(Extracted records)
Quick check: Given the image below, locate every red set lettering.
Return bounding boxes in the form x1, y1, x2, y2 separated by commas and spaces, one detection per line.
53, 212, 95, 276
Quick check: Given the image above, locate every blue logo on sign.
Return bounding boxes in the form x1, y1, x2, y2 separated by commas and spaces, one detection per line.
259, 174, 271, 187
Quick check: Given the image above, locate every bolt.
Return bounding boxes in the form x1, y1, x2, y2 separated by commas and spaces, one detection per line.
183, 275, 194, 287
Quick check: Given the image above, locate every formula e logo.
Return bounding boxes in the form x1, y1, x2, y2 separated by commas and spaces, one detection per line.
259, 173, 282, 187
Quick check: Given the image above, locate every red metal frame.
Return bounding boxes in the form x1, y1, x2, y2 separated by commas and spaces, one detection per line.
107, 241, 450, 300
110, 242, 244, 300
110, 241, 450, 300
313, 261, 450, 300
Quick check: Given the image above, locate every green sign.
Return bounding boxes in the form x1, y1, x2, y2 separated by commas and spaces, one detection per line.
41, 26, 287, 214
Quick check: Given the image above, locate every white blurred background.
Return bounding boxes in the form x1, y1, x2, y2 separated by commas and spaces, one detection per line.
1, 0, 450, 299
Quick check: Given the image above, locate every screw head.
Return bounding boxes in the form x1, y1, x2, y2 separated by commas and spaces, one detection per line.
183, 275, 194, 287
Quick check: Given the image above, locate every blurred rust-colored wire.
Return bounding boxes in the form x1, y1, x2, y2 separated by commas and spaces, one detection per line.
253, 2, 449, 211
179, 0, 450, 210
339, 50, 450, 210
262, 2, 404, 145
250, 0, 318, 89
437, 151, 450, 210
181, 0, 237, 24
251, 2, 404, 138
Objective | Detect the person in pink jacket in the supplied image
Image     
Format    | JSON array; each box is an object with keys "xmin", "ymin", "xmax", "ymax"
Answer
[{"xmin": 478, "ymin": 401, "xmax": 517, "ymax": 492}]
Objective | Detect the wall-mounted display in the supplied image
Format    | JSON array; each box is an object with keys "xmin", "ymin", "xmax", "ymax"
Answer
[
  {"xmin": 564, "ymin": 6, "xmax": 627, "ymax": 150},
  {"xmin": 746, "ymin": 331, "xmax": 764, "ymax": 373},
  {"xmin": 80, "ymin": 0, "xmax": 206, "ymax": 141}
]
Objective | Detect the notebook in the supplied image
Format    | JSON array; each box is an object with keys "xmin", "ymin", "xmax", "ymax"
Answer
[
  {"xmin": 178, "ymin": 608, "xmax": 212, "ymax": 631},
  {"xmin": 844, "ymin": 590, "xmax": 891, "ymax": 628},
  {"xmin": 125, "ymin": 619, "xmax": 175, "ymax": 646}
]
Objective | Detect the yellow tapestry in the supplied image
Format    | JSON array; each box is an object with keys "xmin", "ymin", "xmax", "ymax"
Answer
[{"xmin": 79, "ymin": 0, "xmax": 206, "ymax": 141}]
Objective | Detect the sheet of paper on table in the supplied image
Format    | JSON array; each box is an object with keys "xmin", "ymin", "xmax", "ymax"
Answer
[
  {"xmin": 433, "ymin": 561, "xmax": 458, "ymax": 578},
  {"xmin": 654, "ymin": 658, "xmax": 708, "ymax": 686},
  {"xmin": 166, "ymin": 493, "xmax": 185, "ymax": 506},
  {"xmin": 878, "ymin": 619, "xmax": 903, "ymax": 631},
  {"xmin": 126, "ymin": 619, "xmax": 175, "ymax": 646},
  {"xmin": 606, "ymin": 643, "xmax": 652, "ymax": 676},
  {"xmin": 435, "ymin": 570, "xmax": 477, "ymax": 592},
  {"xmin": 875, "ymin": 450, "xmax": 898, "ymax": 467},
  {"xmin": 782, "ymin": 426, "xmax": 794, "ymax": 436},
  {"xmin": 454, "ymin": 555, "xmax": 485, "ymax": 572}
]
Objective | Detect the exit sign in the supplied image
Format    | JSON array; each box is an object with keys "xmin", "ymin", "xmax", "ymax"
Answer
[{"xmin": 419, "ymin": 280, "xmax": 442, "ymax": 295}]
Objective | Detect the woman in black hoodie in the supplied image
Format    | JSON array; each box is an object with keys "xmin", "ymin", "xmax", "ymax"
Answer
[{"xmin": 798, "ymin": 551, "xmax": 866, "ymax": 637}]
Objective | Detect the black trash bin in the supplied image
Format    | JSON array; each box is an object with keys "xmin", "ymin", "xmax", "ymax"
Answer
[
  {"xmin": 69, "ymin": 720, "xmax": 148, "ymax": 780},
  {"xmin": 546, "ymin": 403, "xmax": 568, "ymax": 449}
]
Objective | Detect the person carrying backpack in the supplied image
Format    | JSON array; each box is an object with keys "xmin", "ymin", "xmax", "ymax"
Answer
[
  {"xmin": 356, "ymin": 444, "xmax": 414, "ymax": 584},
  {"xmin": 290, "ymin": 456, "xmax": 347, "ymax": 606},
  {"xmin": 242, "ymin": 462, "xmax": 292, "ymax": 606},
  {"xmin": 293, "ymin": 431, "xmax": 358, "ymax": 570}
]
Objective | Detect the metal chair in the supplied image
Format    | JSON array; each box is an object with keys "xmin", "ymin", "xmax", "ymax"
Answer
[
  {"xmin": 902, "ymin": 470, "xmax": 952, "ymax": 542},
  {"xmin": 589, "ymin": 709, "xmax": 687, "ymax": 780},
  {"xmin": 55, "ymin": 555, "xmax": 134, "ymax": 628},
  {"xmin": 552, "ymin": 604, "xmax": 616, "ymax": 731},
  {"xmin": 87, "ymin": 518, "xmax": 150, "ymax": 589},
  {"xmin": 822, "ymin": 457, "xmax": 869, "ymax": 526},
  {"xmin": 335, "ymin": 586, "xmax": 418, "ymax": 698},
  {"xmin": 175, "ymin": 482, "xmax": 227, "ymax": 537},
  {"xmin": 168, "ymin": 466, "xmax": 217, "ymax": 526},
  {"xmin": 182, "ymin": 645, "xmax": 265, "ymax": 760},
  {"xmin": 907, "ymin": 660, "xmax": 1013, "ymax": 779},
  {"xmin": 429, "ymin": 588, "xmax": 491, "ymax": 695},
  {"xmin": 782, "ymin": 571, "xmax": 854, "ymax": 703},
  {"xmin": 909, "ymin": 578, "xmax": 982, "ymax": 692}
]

→ What is being asked
Nothing in the data may be left out. Copy all of it exactly.

→ Task answer
Quick check: Given the image below, locate every red set lettering.
Return bounding boxes in the form x1, y1, x2, y2 separated by commas and spaces, one detection per line.
53, 212, 95, 276
Quick check: Given the image above, locate every blue logo on sign.
Return bounding boxes in the form x1, y1, x2, y2 separated by commas and spaces, one detection per line.
259, 174, 271, 187
Quick check: Given the image above, locate every bolt.
Return bounding boxes in the form x1, y1, x2, y2 separated by commas and spaces, one detection per line.
183, 275, 194, 287
Quick check: Given the image above, locate every formula e logo.
Return bounding boxes in the form x1, y1, x2, y2 separated by commas and spaces, one detection per line.
259, 173, 282, 187
Quick check: Given the image above, locate every red metal frame.
Return bounding boxes in the form x1, y1, x2, y2 separated by commas and spaces, one detection per line.
107, 241, 450, 300
110, 242, 244, 300
110, 241, 450, 300
313, 261, 450, 300
Quick check: Given the image above, locate every green sign.
Return bounding boxes in the form x1, y1, x2, y2 separated by commas and spaces, one detection per line.
41, 26, 287, 214
Quick check: Given the image above, locate every white blurred background.
Return bounding boxes in the form x1, y1, x2, y2 separated by commas and spaces, one detection per line.
1, 0, 450, 299
Quick check: Given the image above, locate every screw head.
Return bounding boxes in the form x1, y1, x2, y2 separated by commas and spaces, one detection per line.
183, 275, 194, 287
Quick check: Given the image above, locate every blurred rust-colored wire.
Return bounding boxes in the form x1, y1, x2, y2 separated by commas and spaces, one detection per line.
253, 2, 449, 211
179, 0, 450, 210
339, 50, 450, 210
262, 2, 404, 145
250, 0, 318, 89
437, 151, 450, 210
181, 0, 237, 24
251, 2, 404, 138
Objective | Detect the person in pink jacket in the supplied image
Image     
Format    | JSON array; each box is an object with keys "xmin", "ymin", "xmax", "ymax"
Answer
[{"xmin": 478, "ymin": 401, "xmax": 517, "ymax": 492}]
Objective | Detect the wall-mounted display in the supplied image
Format    | JSON array; each box is an object with keys "xmin", "ymin", "xmax", "ymax"
Answer
[
  {"xmin": 564, "ymin": 6, "xmax": 627, "ymax": 150},
  {"xmin": 746, "ymin": 331, "xmax": 764, "ymax": 373},
  {"xmin": 80, "ymin": 0, "xmax": 206, "ymax": 141}
]
Objective | Detect the notebook in the supplied image
Format    | JSON array; each box is an object with keys "xmin", "ymin", "xmax", "ymax"
Answer
[
  {"xmin": 178, "ymin": 608, "xmax": 212, "ymax": 631},
  {"xmin": 844, "ymin": 590, "xmax": 891, "ymax": 628},
  {"xmin": 125, "ymin": 619, "xmax": 175, "ymax": 646}
]
Objective | Detect the yellow tapestry in the supplied image
Format    | JSON array; each box is an object with keys "xmin", "ymin", "xmax", "ymax"
Answer
[{"xmin": 79, "ymin": 0, "xmax": 206, "ymax": 141}]
Objective | Detect the sheet of paper on table in the supplied image
Format    | JSON array; each box is an object with keys "xmin", "ymin", "xmax", "ymax"
Answer
[
  {"xmin": 433, "ymin": 561, "xmax": 458, "ymax": 578},
  {"xmin": 654, "ymin": 658, "xmax": 708, "ymax": 686},
  {"xmin": 166, "ymin": 493, "xmax": 185, "ymax": 506},
  {"xmin": 878, "ymin": 619, "xmax": 903, "ymax": 631},
  {"xmin": 126, "ymin": 619, "xmax": 175, "ymax": 646},
  {"xmin": 606, "ymin": 643, "xmax": 652, "ymax": 676},
  {"xmin": 435, "ymin": 570, "xmax": 477, "ymax": 592},
  {"xmin": 875, "ymin": 450, "xmax": 898, "ymax": 467},
  {"xmin": 782, "ymin": 426, "xmax": 794, "ymax": 436},
  {"xmin": 454, "ymin": 555, "xmax": 485, "ymax": 572}
]
Objective | Detect the exit sign in the supplied image
Format    | JSON array; each box is an object with keys "xmin", "ymin", "xmax", "ymax"
Answer
[{"xmin": 419, "ymin": 280, "xmax": 442, "ymax": 295}]
Objective | Detect the woman in black hoodie in the supplied image
Format    | JSON array; each box is an object with keys "xmin", "ymin", "xmax", "ymax"
Answer
[{"xmin": 798, "ymin": 551, "xmax": 866, "ymax": 637}]
Objective | Detect the black trash bin in the supplied image
Format    | JSON array; each box is an object with keys "xmin", "ymin", "xmax", "ymax"
Answer
[
  {"xmin": 69, "ymin": 720, "xmax": 148, "ymax": 780},
  {"xmin": 546, "ymin": 403, "xmax": 568, "ymax": 449}
]
Objective | Detect the person carrying backpack in the supplied image
Format    | JSON array; each box is an object with keys "xmin", "ymin", "xmax", "ymax"
Answer
[
  {"xmin": 356, "ymin": 444, "xmax": 414, "ymax": 584},
  {"xmin": 290, "ymin": 456, "xmax": 347, "ymax": 606},
  {"xmin": 242, "ymin": 462, "xmax": 292, "ymax": 606},
  {"xmin": 293, "ymin": 431, "xmax": 358, "ymax": 570}
]
Objective | Detect the metal chair in the supplied image
Format    | JSON array; each box is an object with keys "xmin", "ymin", "xmax", "ymax"
Answer
[
  {"xmin": 902, "ymin": 470, "xmax": 952, "ymax": 542},
  {"xmin": 589, "ymin": 709, "xmax": 687, "ymax": 780},
  {"xmin": 55, "ymin": 555, "xmax": 134, "ymax": 628},
  {"xmin": 552, "ymin": 604, "xmax": 616, "ymax": 731},
  {"xmin": 87, "ymin": 518, "xmax": 150, "ymax": 589},
  {"xmin": 822, "ymin": 457, "xmax": 869, "ymax": 526},
  {"xmin": 335, "ymin": 586, "xmax": 418, "ymax": 698},
  {"xmin": 175, "ymin": 482, "xmax": 227, "ymax": 537},
  {"xmin": 168, "ymin": 466, "xmax": 217, "ymax": 526},
  {"xmin": 182, "ymin": 645, "xmax": 265, "ymax": 760},
  {"xmin": 907, "ymin": 660, "xmax": 1013, "ymax": 779},
  {"xmin": 429, "ymin": 588, "xmax": 491, "ymax": 695},
  {"xmin": 782, "ymin": 571, "xmax": 854, "ymax": 703},
  {"xmin": 909, "ymin": 578, "xmax": 982, "ymax": 692}
]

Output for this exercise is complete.